→ What you need to do
Output the lines of the records below, from the line containing "Box every visible squirrel's bushy" through the end of the records, as a Markdown table with columns named Row and Line. Skip blank lines and include nothing else.

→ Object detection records
┌──
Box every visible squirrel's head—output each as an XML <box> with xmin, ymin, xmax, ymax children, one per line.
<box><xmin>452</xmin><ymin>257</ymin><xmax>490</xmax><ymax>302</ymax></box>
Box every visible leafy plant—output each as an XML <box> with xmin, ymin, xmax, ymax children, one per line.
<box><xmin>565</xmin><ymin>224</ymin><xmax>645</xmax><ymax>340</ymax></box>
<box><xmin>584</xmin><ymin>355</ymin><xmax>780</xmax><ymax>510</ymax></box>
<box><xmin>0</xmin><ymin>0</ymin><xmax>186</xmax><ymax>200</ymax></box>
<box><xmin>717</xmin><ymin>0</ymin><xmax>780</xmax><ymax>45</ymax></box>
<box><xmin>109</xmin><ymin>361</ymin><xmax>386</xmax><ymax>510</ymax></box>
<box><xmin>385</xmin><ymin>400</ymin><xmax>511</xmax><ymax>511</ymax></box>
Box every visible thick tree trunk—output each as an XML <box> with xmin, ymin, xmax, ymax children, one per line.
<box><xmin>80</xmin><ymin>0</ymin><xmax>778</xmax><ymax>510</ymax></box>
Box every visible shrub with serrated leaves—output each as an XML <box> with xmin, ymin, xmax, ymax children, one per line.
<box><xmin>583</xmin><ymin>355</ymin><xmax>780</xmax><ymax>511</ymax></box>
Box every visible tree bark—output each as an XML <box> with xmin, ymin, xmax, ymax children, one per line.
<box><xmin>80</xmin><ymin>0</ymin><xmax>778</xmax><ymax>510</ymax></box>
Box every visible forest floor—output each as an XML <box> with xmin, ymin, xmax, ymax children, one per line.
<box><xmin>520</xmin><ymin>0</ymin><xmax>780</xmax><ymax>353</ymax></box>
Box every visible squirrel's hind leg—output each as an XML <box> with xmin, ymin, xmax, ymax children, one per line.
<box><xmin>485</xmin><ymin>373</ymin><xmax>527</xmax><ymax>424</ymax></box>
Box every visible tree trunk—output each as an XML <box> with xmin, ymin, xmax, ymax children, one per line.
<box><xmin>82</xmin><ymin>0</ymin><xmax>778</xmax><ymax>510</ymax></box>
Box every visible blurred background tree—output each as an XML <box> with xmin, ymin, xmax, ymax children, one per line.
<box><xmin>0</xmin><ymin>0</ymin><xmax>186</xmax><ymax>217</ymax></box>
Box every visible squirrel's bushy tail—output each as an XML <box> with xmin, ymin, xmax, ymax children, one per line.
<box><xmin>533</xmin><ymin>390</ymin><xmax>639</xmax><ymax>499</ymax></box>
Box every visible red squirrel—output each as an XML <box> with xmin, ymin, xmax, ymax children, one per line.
└──
→ Output of the task
| Row | Line |
|---|---|
| 1 | Box every visible squirrel's bushy tail—output each as an XML <box> with xmin, ymin, xmax, ymax children, one per line. |
| 2 | <box><xmin>533</xmin><ymin>390</ymin><xmax>639</xmax><ymax>499</ymax></box> |
| 3 | Box every visible red squirrel—output each as an XML <box> with xmin, ymin, xmax, ymax children, one per line. |